**Supplied entries**:
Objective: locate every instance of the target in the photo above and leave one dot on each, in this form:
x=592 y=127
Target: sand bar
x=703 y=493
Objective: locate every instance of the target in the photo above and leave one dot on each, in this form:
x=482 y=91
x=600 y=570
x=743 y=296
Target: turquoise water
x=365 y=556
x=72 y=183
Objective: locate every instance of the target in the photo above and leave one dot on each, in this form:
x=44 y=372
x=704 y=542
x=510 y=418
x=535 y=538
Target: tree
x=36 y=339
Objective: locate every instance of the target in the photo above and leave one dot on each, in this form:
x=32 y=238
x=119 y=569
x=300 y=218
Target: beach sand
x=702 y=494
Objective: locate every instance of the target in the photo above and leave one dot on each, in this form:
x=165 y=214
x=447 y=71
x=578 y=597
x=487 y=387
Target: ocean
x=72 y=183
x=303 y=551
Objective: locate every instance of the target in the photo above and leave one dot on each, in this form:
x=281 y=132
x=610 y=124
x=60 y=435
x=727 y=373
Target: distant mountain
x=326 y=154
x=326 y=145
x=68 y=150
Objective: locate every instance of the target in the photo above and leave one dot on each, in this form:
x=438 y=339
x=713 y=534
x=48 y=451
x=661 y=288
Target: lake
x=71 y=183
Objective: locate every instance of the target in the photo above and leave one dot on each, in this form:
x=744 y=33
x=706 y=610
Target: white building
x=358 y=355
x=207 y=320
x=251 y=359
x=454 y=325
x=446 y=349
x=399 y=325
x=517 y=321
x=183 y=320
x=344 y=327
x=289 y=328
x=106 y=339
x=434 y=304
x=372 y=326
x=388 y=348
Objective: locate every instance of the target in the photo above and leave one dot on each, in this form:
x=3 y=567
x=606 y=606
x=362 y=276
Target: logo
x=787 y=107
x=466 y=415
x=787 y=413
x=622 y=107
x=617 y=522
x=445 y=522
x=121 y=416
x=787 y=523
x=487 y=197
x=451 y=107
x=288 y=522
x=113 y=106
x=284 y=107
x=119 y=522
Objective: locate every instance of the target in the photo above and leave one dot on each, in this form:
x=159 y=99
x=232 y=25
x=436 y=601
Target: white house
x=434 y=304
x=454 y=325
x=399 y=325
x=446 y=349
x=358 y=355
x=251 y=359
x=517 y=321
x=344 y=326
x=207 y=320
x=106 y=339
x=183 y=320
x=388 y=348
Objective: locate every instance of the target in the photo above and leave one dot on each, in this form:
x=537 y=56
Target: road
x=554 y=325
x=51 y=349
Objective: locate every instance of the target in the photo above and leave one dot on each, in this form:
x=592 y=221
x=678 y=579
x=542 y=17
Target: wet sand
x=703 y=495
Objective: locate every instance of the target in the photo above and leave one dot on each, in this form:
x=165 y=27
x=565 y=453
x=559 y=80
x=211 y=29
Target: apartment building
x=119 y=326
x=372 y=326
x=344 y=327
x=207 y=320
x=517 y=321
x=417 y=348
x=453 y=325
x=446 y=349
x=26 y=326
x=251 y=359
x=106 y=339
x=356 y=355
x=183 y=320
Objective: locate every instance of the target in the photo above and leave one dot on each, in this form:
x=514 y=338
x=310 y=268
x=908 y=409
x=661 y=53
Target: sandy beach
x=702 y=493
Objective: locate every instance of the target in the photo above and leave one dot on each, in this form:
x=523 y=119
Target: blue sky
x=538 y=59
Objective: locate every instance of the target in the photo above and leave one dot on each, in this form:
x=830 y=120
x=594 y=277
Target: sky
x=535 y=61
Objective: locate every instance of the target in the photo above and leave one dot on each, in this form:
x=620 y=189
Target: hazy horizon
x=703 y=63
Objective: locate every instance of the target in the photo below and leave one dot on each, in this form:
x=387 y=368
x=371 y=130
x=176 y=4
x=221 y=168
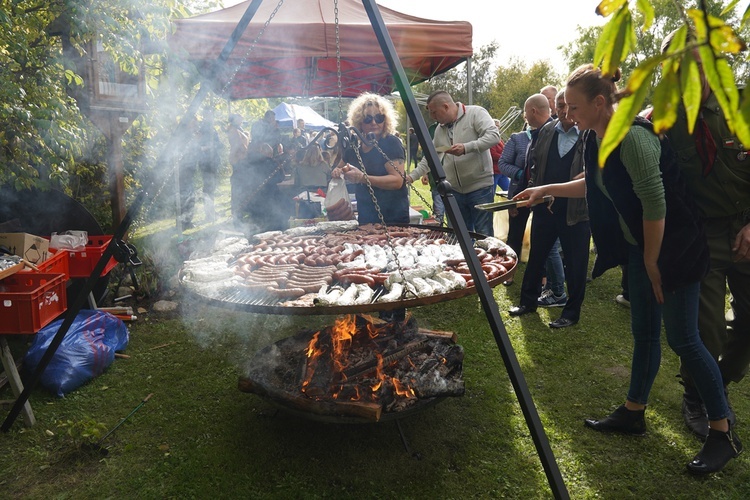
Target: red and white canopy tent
x=297 y=53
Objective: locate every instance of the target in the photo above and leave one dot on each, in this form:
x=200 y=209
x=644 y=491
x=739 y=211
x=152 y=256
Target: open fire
x=359 y=367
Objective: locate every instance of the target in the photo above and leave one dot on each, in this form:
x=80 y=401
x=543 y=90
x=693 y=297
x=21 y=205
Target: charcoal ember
x=429 y=365
x=377 y=368
x=433 y=384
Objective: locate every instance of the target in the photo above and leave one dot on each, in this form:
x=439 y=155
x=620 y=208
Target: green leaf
x=648 y=13
x=678 y=41
x=691 y=84
x=666 y=102
x=699 y=23
x=742 y=124
x=604 y=43
x=726 y=76
x=729 y=8
x=621 y=121
x=643 y=74
x=712 y=72
x=608 y=7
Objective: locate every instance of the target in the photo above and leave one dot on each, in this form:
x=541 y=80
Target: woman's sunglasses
x=379 y=118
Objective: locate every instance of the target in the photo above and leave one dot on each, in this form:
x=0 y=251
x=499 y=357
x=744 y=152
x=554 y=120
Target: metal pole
x=489 y=305
x=469 y=83
x=122 y=228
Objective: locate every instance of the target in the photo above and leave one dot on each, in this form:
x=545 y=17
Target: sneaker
x=549 y=299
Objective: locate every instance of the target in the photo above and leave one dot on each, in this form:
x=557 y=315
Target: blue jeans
x=502 y=181
x=438 y=207
x=680 y=314
x=555 y=270
x=479 y=221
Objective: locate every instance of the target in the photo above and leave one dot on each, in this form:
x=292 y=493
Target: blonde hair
x=313 y=155
x=358 y=110
x=589 y=81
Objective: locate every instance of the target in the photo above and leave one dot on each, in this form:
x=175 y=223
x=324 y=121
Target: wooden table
x=11 y=373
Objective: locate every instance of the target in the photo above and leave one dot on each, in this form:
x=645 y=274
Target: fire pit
x=358 y=370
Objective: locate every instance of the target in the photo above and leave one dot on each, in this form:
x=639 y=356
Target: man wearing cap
x=716 y=168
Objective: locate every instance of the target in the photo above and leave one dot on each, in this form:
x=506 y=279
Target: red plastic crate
x=57 y=263
x=81 y=263
x=29 y=301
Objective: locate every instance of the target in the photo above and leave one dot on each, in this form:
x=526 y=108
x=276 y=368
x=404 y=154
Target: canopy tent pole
x=489 y=305
x=469 y=86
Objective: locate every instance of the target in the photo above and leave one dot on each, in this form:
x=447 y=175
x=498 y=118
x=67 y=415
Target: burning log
x=363 y=368
x=359 y=367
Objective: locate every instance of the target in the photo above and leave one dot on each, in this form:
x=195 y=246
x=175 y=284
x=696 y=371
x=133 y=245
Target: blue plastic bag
x=86 y=351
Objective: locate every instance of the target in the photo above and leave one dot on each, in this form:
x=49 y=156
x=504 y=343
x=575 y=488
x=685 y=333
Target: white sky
x=518 y=26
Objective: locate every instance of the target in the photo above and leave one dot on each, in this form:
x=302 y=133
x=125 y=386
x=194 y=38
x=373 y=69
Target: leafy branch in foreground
x=701 y=44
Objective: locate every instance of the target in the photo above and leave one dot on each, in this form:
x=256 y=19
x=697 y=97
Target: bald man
x=550 y=92
x=557 y=157
x=464 y=137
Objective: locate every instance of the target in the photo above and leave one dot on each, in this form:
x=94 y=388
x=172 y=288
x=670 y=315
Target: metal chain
x=338 y=58
x=251 y=48
x=419 y=195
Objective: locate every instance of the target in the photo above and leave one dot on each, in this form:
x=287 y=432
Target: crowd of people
x=672 y=212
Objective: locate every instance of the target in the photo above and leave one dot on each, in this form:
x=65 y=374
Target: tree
x=514 y=83
x=713 y=41
x=647 y=43
x=454 y=81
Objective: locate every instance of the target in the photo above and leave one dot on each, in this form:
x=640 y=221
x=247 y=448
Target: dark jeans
x=479 y=221
x=516 y=230
x=680 y=314
x=727 y=342
x=546 y=228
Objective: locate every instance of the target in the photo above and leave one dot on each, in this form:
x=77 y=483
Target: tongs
x=504 y=205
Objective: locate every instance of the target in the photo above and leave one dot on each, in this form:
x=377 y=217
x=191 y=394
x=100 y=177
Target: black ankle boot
x=719 y=448
x=621 y=420
x=694 y=413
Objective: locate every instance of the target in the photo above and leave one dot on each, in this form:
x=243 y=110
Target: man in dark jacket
x=558 y=158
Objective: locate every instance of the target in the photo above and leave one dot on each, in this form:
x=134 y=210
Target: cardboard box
x=33 y=248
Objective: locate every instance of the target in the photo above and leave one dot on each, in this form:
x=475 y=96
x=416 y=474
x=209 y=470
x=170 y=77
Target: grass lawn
x=200 y=437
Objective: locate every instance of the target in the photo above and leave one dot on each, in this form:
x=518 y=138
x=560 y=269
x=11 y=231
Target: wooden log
x=370 y=365
x=359 y=409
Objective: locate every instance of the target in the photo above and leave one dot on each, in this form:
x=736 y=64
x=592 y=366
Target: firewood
x=388 y=357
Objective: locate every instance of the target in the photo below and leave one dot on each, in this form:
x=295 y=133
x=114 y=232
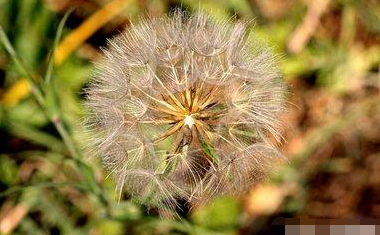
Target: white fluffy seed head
x=184 y=108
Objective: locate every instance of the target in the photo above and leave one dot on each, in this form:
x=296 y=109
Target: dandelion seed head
x=185 y=108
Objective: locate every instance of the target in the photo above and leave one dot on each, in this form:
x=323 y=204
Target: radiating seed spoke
x=169 y=132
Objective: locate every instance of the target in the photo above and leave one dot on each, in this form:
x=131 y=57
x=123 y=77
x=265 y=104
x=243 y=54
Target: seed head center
x=189 y=121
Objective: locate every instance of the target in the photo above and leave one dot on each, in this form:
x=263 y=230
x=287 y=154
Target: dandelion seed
x=184 y=108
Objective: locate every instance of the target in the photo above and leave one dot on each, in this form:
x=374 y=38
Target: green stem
x=17 y=60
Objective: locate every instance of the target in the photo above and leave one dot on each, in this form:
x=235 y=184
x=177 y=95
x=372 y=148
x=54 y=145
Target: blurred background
x=329 y=54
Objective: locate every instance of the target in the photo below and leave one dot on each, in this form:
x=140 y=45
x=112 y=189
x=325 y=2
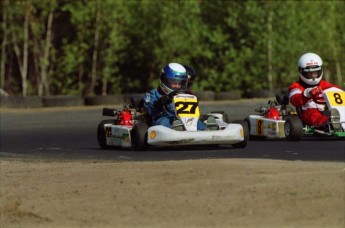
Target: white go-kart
x=138 y=134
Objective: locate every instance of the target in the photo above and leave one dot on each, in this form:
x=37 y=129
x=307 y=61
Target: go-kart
x=132 y=128
x=279 y=120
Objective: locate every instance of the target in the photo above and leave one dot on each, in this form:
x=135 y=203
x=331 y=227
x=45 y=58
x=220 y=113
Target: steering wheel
x=179 y=91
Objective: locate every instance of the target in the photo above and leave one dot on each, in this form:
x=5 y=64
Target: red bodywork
x=125 y=118
x=272 y=113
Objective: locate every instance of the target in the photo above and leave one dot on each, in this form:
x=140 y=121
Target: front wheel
x=244 y=143
x=293 y=128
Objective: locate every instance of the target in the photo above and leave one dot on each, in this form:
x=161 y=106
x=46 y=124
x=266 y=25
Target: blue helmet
x=173 y=77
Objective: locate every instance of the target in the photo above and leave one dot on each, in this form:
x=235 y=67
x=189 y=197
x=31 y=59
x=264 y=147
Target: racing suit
x=163 y=115
x=311 y=110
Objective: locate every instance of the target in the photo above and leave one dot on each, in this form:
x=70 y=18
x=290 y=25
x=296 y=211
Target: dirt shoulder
x=194 y=193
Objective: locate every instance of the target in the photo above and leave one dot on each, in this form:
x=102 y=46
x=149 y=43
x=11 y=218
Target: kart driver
x=306 y=93
x=159 y=105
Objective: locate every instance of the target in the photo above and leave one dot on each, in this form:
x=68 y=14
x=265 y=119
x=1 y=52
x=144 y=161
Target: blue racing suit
x=163 y=115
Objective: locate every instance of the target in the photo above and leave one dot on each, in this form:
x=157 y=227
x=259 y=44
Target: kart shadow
x=309 y=149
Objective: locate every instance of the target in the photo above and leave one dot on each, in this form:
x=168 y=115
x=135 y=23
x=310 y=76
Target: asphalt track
x=70 y=134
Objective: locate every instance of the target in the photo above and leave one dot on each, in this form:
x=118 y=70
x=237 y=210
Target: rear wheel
x=293 y=128
x=101 y=134
x=244 y=143
x=139 y=136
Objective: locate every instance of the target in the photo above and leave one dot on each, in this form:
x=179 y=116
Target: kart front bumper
x=163 y=136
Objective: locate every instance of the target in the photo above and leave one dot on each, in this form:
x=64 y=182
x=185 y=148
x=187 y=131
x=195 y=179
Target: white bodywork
x=118 y=135
x=261 y=126
x=163 y=136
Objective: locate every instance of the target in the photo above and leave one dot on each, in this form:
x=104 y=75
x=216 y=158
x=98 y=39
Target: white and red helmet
x=310 y=62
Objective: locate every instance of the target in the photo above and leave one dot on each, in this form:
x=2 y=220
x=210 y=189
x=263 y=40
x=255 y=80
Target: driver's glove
x=315 y=92
x=163 y=100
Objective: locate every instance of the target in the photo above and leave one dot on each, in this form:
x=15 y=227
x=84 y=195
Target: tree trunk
x=25 y=52
x=269 y=51
x=3 y=45
x=95 y=51
x=45 y=60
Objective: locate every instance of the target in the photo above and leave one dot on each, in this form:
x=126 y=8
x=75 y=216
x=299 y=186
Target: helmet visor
x=175 y=84
x=312 y=72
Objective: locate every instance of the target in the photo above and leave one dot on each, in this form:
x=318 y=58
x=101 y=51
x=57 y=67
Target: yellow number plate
x=336 y=98
x=186 y=107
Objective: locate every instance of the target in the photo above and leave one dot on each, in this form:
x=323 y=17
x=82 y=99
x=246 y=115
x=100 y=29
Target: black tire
x=102 y=141
x=244 y=143
x=293 y=128
x=139 y=136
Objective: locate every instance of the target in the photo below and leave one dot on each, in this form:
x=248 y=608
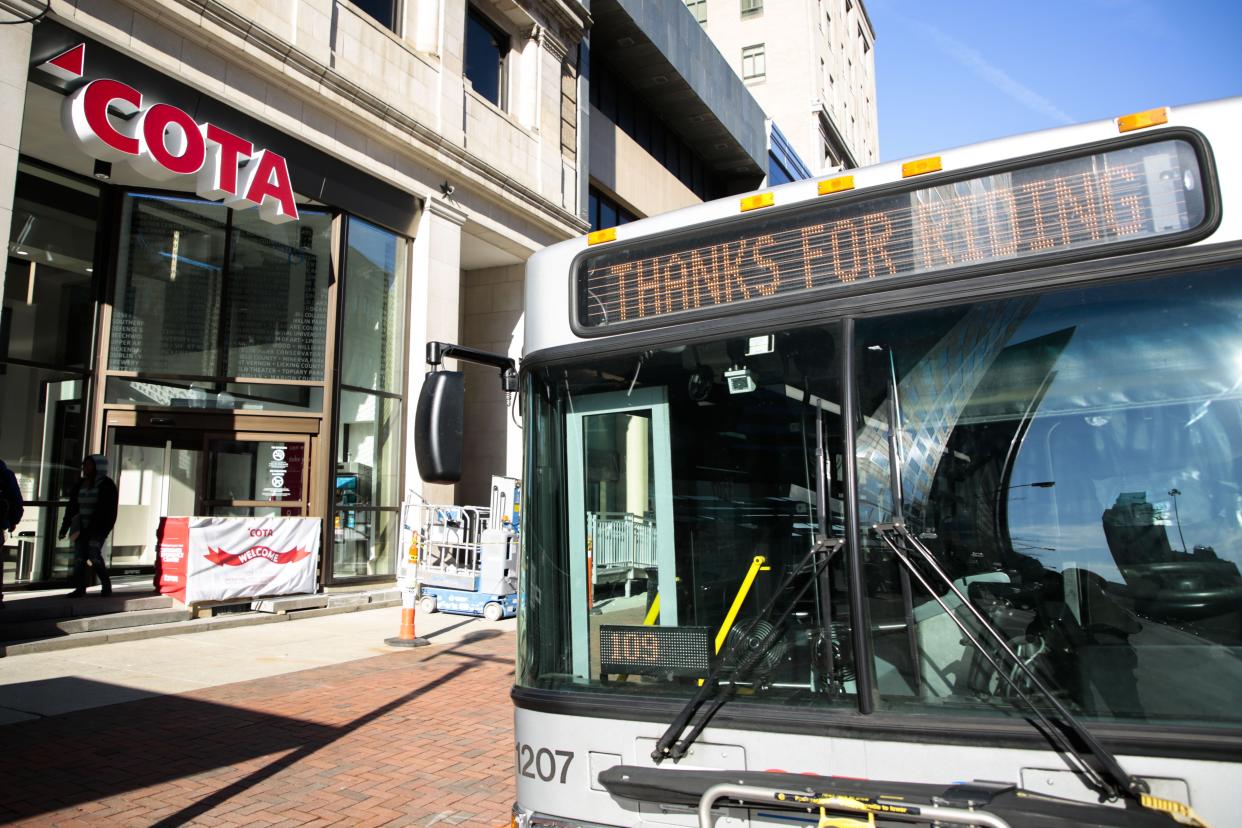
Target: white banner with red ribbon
x=216 y=559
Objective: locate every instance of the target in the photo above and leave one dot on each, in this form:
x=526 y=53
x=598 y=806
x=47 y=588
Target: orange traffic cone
x=406 y=637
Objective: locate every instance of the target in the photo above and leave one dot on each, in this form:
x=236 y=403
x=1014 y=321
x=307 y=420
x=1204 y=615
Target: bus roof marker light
x=838 y=184
x=758 y=201
x=600 y=236
x=920 y=166
x=1143 y=119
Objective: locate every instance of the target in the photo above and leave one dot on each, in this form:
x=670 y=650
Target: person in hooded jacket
x=88 y=520
x=11 y=508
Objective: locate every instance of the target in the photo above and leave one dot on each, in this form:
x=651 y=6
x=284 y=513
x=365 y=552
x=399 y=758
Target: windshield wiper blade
x=671 y=745
x=1115 y=782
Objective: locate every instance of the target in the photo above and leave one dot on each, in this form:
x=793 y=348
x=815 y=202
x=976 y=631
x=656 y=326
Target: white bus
x=896 y=494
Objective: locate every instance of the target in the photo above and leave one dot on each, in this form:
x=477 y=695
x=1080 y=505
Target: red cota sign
x=163 y=142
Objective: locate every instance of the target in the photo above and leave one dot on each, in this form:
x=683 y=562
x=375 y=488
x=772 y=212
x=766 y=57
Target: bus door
x=622 y=564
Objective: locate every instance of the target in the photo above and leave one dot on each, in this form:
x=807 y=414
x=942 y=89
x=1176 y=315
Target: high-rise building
x=811 y=65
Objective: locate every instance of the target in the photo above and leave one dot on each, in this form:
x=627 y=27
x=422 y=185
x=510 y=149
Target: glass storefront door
x=157 y=474
x=255 y=476
x=163 y=473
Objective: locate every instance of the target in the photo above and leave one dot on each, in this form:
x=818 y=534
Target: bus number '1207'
x=542 y=762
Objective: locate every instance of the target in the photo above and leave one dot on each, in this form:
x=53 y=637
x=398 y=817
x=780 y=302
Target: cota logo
x=112 y=123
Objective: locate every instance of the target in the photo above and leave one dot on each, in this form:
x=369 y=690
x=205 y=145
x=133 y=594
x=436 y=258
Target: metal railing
x=621 y=540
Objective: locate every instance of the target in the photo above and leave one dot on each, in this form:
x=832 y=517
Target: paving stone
x=301 y=749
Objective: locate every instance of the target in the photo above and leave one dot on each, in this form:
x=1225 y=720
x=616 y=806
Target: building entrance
x=208 y=471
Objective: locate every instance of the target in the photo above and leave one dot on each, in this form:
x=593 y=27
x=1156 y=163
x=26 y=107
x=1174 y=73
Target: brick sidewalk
x=414 y=738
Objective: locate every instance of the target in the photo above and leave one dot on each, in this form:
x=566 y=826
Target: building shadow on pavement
x=184 y=746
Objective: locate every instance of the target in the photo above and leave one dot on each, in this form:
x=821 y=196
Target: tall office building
x=811 y=65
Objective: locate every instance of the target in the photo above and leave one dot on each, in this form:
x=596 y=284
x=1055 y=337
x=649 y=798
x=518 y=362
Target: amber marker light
x=600 y=236
x=1143 y=119
x=758 y=201
x=920 y=166
x=838 y=184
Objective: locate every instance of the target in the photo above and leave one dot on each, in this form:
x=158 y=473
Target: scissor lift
x=467 y=556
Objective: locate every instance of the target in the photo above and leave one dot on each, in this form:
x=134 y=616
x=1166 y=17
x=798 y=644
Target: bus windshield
x=1067 y=456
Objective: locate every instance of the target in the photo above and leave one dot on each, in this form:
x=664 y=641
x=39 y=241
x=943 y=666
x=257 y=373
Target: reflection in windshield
x=1071 y=459
x=1072 y=464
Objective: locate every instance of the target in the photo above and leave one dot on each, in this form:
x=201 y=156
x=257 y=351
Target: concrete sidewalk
x=47 y=684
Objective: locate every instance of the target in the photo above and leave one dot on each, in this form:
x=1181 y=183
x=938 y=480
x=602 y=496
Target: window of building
x=368 y=472
x=487 y=51
x=206 y=292
x=46 y=358
x=383 y=11
x=753 y=62
x=605 y=211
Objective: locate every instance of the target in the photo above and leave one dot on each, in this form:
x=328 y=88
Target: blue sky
x=960 y=71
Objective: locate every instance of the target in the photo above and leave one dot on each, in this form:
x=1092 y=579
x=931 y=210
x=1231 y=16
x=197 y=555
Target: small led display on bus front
x=1123 y=195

**Task details**: Copy every line of the records above, starting with the first, up to and including the line containing "x=487 y=387".

**Solved problem**:
Objective: locate every instance of the target in the photo above and leave one dot on each, in this form:
x=592 y=127
Target: sand bar
x=703 y=493
Objective: locate every instance of the target in the photo above and leave one dot on each, in this form:
x=482 y=91
x=600 y=570
x=743 y=296
Target: turquoise water
x=365 y=556
x=72 y=183
Objective: locate every instance of the target in the photo above and leave one dot on each, in this form:
x=44 y=372
x=704 y=542
x=510 y=418
x=535 y=538
Target: tree
x=36 y=339
Objective: locate every instance of the target in the photo above and leave one dot on each, in this form:
x=32 y=238
x=119 y=569
x=300 y=218
Target: beach sand
x=702 y=494
Objective: locate every instance of the target in the photo above and leave one dot on each, in this form:
x=165 y=214
x=447 y=71
x=578 y=597
x=487 y=387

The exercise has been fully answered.